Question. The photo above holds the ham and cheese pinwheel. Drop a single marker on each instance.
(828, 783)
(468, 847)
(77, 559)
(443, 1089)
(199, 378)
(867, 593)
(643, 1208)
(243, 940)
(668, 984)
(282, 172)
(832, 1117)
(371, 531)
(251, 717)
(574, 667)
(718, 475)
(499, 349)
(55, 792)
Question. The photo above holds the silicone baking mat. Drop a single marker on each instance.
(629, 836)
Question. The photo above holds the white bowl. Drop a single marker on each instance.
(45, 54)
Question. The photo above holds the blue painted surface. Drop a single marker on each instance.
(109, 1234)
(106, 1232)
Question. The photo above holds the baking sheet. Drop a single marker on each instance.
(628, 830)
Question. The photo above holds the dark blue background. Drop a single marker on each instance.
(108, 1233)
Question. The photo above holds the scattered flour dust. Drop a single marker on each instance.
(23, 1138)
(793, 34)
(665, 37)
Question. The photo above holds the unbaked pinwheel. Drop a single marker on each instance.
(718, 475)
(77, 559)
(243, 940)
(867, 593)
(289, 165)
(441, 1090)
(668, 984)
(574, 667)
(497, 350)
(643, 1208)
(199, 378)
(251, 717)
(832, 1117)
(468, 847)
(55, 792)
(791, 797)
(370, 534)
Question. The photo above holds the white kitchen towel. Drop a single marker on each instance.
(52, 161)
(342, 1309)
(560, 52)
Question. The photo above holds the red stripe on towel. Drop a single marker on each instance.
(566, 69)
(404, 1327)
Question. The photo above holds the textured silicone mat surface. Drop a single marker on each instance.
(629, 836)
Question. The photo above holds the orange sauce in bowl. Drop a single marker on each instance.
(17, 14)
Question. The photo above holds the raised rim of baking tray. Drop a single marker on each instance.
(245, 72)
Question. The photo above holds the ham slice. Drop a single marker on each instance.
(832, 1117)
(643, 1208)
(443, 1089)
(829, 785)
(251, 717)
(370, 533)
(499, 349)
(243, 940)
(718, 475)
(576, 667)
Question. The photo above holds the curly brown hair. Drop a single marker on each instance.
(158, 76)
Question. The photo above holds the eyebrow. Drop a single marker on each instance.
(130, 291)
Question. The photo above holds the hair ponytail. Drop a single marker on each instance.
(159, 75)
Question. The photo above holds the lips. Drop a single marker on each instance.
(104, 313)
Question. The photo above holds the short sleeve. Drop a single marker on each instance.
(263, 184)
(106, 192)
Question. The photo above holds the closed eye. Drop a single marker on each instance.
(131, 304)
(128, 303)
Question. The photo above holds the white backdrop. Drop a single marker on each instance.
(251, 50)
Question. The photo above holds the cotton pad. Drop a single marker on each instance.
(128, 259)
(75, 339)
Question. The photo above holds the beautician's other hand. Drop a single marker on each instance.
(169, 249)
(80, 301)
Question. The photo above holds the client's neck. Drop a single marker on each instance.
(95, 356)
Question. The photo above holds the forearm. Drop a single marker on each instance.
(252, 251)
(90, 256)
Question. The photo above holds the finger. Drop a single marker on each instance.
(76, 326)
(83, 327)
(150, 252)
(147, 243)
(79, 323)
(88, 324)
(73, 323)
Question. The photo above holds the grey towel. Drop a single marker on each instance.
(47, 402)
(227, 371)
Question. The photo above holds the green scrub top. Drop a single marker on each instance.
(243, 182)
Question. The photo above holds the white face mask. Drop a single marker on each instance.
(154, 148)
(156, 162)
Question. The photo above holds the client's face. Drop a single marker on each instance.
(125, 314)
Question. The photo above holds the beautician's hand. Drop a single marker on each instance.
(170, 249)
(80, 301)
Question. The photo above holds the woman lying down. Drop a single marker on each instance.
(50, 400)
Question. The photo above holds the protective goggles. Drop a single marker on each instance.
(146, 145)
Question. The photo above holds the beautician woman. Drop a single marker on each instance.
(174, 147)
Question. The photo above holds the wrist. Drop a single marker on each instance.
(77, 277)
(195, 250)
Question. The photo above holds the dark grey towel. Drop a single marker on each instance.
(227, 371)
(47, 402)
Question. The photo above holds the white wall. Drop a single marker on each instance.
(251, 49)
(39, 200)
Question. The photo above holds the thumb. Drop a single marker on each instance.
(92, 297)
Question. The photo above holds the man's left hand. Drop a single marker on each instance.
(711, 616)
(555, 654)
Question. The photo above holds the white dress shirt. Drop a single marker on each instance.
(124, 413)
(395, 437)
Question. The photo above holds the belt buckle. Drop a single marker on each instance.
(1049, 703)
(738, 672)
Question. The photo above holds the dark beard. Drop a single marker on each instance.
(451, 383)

-*-*-

*What is expected*.
Please put every line of the records above into a Markdown table with the columns Row and Text, numbering the rows in order and leaving out blank lines.

*Task output*.
| Row | Text |
|---|---|
| 1 | Question. The photo above holds the ham and cheese pinwheel. Drop a single marker on each instance. |
| 2 | (828, 783) |
| 3 | (468, 847) |
| 4 | (77, 559) |
| 5 | (443, 1089) |
| 6 | (199, 378) |
| 7 | (867, 593) |
| 8 | (643, 1208) |
| 9 | (243, 940) |
| 10 | (668, 984) |
| 11 | (282, 172) |
| 12 | (832, 1117) |
| 13 | (371, 531) |
| 14 | (251, 717) |
| 15 | (574, 667) |
| 16 | (718, 475) |
| 17 | (499, 349) |
| 18 | (55, 792) |
| 19 | Question. The photo above holds the silicone baking mat. Drop a single marker on each instance. |
| 20 | (629, 836) |
| 21 | Question. The photo above holds the white bowl. Drop a single marker on each instance. |
| 22 | (45, 54) |
| 23 | Question. The photo above holds the blue painted surface. Drop a single marker on each instance. |
| 24 | (109, 1234) |
| 25 | (106, 1232) |
| 26 | Question. The photo above holds the baking sheet. Drop a single marker on each instance. |
| 27 | (628, 830) |
| 28 | Question. The photo above holds the dark blue background. Drop a single marker on each instance. |
| 29 | (108, 1233) |
| 30 | Question. The photo above holds the scattered flour dust. Drop a single marker on each instance. |
| 31 | (23, 1138) |
| 32 | (793, 34) |
| 33 | (665, 37) |
| 34 | Question. The photo above holds the unbaked pinwheel. Drop a single marker on each instance. |
| 35 | (718, 475) |
| 36 | (77, 559) |
| 37 | (243, 940) |
| 38 | (867, 593) |
| 39 | (289, 165) |
| 40 | (441, 1090) |
| 41 | (668, 984) |
| 42 | (574, 667) |
| 43 | (497, 350) |
| 44 | (643, 1208) |
| 45 | (199, 378) |
| 46 | (251, 717) |
| 47 | (832, 1117) |
| 48 | (468, 847) |
| 49 | (55, 792) |
| 50 | (791, 797) |
| 51 | (370, 534) |
| 52 | Question. The photo above holds the white kitchen towel. Drop a single marker on each instance. |
| 53 | (52, 161) |
| 54 | (342, 1309) |
| 55 | (560, 52) |
| 56 | Question. The photo above holds the red stripe on towel. Drop a single marker on each instance. |
| 57 | (566, 69) |
| 58 | (404, 1327) |
| 59 | Question. The photo above holds the textured silicone mat surface. Drop a single marker on each instance. |
| 60 | (629, 836) |
| 61 | Question. The photo above holds the orange sauce in bowl. Drop a single marker on each instance. |
| 62 | (17, 14) |
| 63 | Question. The photo above holds the raised rim of baking tray. Drop a single marker on each instance. |
| 64 | (245, 72) |
| 65 | Question. The photo above holds the ham slice. Drop a single marker on each instance. |
| 66 | (832, 1117) |
| 67 | (643, 1208) |
| 68 | (443, 1089) |
| 69 | (829, 785) |
| 70 | (251, 717) |
| 71 | (370, 533) |
| 72 | (499, 349) |
| 73 | (243, 940) |
| 74 | (718, 475) |
| 75 | (576, 667) |
| 76 | Question. The photo above holds the curly brown hair. Drop a single marker on each instance. |
| 77 | (158, 76) |
| 78 | Question. The photo above holds the eyebrow. Drop a single marker on each instance. |
| 79 | (130, 291) |
| 80 | Question. The photo above holds the hair ponytail. Drop a single marker on each instance. |
| 81 | (159, 75) |
| 82 | Question. The photo above holds the lips. Drop a single marker on each instance. |
| 83 | (104, 313) |
| 84 | Question. The photo above holds the short sleeve. Drop a single marker on each instance. |
| 85 | (263, 184) |
| 86 | (106, 192) |
| 87 | Question. The photo above holds the closed eye. Drop a single marker on each instance. |
| 88 | (131, 304) |
| 89 | (128, 303) |
| 90 | Question. The photo above holds the white backdrop. Drop a single marker on each instance. |
| 91 | (251, 50) |
| 92 | Question. The photo above holds the cotton pad. Drop a single marker on each instance. |
| 93 | (128, 259) |
| 94 | (75, 339) |
| 95 | Question. The photo above holds the beautician's other hand. Drop a single marker on each instance. |
| 96 | (169, 249) |
| 97 | (80, 301) |
| 98 | Question. The photo above holds the client's neck. Drop a single marker on each instance. |
| 99 | (95, 356) |
| 100 | Question. The photo above holds the forearm. Drop a single marker on each instance. |
| 101 | (252, 251) |
| 102 | (90, 256) |
| 103 | Question. The photo above holds the finger. Drop a single marker on each instance. |
| 104 | (76, 326) |
| 105 | (83, 327) |
| 106 | (150, 252) |
| 107 | (147, 243) |
| 108 | (79, 323) |
| 109 | (88, 324) |
| 110 | (73, 323) |
| 111 | Question. The photo above holds the grey towel. Drop a single marker on each instance. |
| 112 | (47, 402) |
| 113 | (227, 371) |
| 114 | Question. The photo above holds the green scrub top. Drop a single marker on each instance. |
| 115 | (243, 182) |
| 116 | Question. The photo above holds the white face mask. Drop a single marker on each instance. |
| 117 | (154, 148) |
| 118 | (156, 162) |
| 119 | Question. The photo above holds the client's face. Drop a single marker on each instance. |
| 120 | (125, 314) |
| 121 | Question. The photo above holds the beautician's hand. Drop a single marker on each instance. |
| 122 | (170, 249) |
| 123 | (80, 301) |
| 124 | Question. The photo above holds the woman lying down. Drop a single marker on each instance. |
| 125 | (50, 400) |
| 126 | Question. The photo above holds the protective goggles. Drop a single marker on each instance. |
| 127 | (146, 145) |
| 128 | Question. The photo above holds the beautician woman. Drop a single marker on each instance. |
| 129 | (174, 147) |
| 130 | Question. The photo above holds the wrist. Drop a single marker on each instance. |
| 131 | (77, 277) |
| 132 | (195, 250) |
| 133 | Question. The photo above holds the dark grey towel. Drop a single marker on each instance. |
| 134 | (227, 371) |
| 135 | (47, 402) |
| 136 | Question. The photo above holds the white wall. Drop a single marker on each instance. |
| 137 | (251, 49) |
| 138 | (39, 200) |
| 139 | Question. The photo above holds the thumb. Drop a single marker on each instance. |
| 140 | (92, 297) |
| 141 | Question. The photo above holds the man's left hand. Drop a single marker on each instance. |
| 142 | (711, 616) |
| 143 | (555, 654) |
| 144 | Question. The photo above holds the white dress shirt. Drop a single marker on each instance. |
| 145 | (124, 413) |
| 146 | (395, 437) |
| 147 | Question. The photo above holds the belt buckle. Drop a single marker on each instance. |
| 148 | (1049, 703) |
| 149 | (738, 672) |
| 150 | Question. The photo above holds the dark beard. Drop a single marker on each instance. |
| 151 | (451, 383) |